List every line in the rows below that contains the string "Target", treating uppercase and lowercase as different.

* Begin DATASET CONTENT *

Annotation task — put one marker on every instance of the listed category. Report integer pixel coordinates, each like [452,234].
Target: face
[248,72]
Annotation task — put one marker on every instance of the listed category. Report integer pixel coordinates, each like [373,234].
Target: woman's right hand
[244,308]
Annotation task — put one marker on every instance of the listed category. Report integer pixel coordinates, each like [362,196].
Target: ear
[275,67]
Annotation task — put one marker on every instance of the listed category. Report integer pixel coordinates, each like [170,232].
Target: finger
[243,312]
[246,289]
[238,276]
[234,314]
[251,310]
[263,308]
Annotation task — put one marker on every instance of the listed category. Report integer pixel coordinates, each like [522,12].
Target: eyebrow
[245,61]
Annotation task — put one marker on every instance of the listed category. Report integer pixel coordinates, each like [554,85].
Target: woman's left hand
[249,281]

* End DATASET CONTENT *
* Begin DATASET CONTENT *

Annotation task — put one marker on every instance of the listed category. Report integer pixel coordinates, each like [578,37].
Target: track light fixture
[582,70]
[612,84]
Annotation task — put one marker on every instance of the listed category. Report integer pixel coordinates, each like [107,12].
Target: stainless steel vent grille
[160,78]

* End DATASET CONTENT *
* Begin DATASET CONTENT *

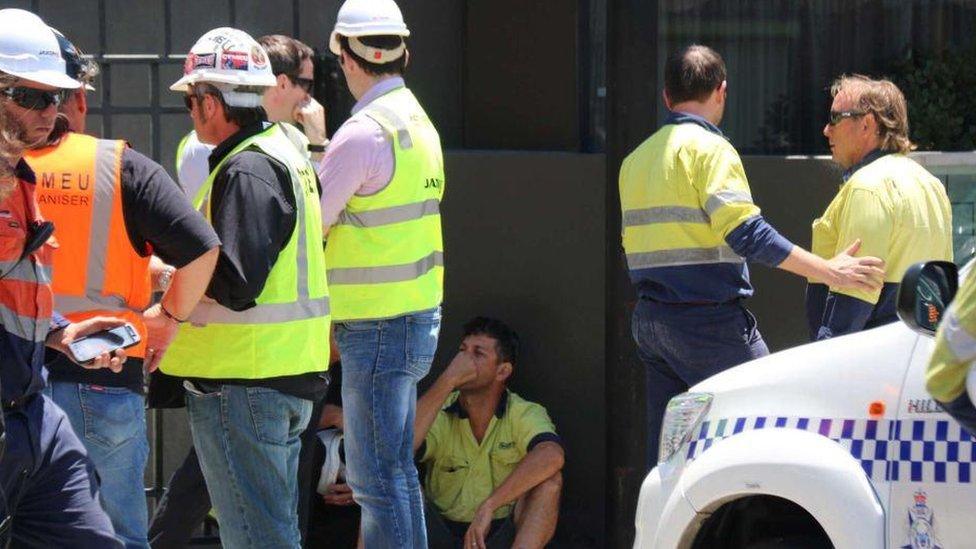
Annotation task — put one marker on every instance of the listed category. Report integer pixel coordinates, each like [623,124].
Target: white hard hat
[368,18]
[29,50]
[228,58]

* End DATASET CONTENT *

__SOLUTION TO THIS TASK__
Target: face
Target: woman's right hand
Target: ear
Target: finger
Target: eyebrow
Target: woman's left hand
Target: track light fixture
Target: stainless steel vent grille
Target: white hard hat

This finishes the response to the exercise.